Pick out each line in the collected data below that contains the string "condenser", and copy those lines.

-- Start of SOURCE MATERIAL --

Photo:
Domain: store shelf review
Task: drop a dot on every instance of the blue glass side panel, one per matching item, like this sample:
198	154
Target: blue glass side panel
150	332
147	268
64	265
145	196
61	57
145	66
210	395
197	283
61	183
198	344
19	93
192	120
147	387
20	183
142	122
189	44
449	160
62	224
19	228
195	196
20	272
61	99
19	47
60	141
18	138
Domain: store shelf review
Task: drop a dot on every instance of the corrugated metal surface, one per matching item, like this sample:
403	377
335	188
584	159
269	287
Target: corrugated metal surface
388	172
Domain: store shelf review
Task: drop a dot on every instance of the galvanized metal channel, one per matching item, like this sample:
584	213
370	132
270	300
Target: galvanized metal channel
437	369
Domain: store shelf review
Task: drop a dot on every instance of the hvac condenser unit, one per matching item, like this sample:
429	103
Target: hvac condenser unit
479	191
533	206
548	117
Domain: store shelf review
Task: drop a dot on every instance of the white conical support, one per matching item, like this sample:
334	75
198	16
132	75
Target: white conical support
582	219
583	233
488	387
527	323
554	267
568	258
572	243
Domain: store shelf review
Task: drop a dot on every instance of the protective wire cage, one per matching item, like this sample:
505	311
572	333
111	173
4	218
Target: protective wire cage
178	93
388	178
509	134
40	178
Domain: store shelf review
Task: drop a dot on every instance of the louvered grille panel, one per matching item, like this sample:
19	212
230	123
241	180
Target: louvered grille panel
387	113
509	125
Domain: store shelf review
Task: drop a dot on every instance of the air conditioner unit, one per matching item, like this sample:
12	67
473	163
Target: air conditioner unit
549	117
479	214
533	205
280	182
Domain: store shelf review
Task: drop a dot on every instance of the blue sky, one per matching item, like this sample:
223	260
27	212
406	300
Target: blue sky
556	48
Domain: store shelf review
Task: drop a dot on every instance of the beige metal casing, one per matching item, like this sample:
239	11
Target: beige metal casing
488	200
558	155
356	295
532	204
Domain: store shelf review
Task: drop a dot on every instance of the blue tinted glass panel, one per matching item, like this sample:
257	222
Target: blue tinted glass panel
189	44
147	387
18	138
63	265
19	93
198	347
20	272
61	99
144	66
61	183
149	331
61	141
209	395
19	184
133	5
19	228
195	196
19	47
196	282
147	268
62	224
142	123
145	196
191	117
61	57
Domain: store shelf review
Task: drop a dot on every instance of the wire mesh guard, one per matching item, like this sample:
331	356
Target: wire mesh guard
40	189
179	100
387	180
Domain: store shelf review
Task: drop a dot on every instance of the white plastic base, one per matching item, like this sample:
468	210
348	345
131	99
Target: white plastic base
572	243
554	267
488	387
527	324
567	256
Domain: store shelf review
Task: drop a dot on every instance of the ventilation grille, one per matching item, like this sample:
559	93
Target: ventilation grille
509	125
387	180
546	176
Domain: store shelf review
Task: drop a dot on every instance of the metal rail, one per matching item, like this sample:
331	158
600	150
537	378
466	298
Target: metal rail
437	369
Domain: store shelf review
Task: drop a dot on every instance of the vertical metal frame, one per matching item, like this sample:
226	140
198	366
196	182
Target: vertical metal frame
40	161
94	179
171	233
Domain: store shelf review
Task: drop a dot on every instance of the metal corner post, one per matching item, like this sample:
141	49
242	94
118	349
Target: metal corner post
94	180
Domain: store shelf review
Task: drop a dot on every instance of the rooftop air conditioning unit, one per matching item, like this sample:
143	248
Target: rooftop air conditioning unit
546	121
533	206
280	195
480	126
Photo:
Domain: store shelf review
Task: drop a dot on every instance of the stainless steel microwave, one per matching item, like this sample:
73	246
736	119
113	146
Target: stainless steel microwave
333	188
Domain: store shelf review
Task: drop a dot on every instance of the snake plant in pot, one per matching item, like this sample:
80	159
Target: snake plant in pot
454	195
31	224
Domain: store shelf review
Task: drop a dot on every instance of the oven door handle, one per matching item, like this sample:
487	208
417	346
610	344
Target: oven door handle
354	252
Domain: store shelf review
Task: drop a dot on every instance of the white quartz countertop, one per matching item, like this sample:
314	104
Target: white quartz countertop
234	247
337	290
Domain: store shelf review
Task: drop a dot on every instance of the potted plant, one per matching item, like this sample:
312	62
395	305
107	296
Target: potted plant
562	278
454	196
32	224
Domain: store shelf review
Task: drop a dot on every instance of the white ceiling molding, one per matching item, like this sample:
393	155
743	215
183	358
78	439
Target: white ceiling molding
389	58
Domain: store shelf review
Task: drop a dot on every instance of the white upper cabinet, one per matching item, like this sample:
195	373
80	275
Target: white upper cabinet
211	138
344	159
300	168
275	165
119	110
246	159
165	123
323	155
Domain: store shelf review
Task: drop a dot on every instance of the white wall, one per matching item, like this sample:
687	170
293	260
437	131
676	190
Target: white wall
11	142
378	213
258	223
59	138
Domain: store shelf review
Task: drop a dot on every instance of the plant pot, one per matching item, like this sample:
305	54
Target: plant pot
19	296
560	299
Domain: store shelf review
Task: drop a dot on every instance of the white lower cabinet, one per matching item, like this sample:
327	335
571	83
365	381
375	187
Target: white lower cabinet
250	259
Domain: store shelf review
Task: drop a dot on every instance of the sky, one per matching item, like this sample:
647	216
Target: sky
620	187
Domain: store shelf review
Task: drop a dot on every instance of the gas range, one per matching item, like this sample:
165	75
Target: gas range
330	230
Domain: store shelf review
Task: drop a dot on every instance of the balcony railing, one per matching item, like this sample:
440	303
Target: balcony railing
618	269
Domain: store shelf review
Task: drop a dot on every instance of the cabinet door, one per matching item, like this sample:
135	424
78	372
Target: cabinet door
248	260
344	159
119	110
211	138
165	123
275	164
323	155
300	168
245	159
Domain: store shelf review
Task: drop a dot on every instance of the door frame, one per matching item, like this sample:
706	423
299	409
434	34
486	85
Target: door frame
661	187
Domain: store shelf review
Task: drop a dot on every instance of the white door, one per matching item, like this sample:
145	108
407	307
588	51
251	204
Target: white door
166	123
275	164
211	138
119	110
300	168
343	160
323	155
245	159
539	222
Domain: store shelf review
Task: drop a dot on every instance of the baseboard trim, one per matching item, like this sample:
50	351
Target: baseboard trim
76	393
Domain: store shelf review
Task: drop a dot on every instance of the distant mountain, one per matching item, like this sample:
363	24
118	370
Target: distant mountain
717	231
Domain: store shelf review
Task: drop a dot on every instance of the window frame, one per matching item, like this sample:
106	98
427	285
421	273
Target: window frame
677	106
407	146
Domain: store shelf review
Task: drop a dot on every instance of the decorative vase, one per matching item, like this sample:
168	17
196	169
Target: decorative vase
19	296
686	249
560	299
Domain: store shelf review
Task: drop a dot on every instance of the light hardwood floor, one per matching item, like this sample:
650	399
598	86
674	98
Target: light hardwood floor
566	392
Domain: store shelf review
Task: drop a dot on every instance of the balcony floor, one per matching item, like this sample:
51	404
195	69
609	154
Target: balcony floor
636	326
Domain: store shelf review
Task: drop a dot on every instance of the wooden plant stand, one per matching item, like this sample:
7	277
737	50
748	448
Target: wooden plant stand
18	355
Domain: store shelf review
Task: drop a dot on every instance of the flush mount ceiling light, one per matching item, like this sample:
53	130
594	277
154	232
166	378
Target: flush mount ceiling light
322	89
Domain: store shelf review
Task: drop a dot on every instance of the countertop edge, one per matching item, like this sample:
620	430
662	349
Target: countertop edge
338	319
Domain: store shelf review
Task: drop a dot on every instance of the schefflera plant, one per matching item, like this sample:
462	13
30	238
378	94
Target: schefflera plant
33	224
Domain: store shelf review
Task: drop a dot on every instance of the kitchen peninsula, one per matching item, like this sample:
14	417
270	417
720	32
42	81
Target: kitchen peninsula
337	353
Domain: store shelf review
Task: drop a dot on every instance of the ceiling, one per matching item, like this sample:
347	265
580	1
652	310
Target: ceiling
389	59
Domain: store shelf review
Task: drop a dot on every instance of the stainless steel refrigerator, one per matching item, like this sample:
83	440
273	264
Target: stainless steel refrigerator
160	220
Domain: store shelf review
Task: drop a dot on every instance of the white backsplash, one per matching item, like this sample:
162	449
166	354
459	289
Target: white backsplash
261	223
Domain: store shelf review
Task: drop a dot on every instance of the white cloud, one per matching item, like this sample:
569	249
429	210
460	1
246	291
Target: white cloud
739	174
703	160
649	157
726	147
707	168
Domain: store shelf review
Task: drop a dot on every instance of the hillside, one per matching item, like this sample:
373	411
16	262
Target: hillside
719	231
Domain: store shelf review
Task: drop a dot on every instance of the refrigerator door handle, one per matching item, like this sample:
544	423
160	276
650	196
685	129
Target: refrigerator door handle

-- End of SOURCE MATERIAL --

▶ EXERCISE SOLUTION:
Task: drop a dot on every instance of the hvac condenser unit, one per matching item, like this sample:
Target: hvac condenser unit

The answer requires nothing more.